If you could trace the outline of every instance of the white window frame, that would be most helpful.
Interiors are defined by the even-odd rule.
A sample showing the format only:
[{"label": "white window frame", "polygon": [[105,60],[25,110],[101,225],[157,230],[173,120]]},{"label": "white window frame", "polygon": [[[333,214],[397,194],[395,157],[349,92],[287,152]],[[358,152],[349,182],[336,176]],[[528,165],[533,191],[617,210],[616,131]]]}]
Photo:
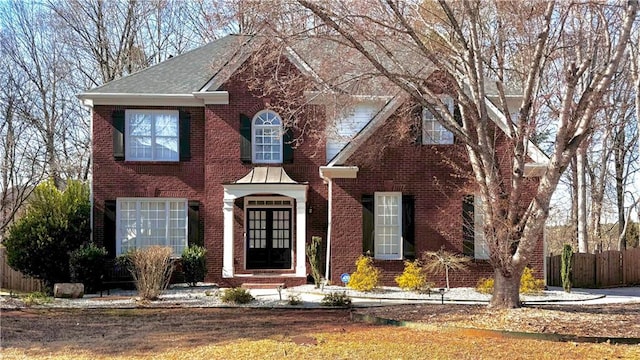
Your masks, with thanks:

#####

● **Description of the task**
In the records above, find each line that mentions the string "white", then copy it.

● **Solution for this problem**
If you could trace the outline of every instance of the white window frame, that would be most helpful.
[{"label": "white window frame", "polygon": [[105,60],[25,110],[101,225],[157,230],[173,120]]},{"label": "white window frame", "polygon": [[[333,214],[397,194],[395,157],[349,92],[287,152]],[[358,152],[349,182],[336,176]],[[528,165],[533,191],[617,210],[616,131]]]}]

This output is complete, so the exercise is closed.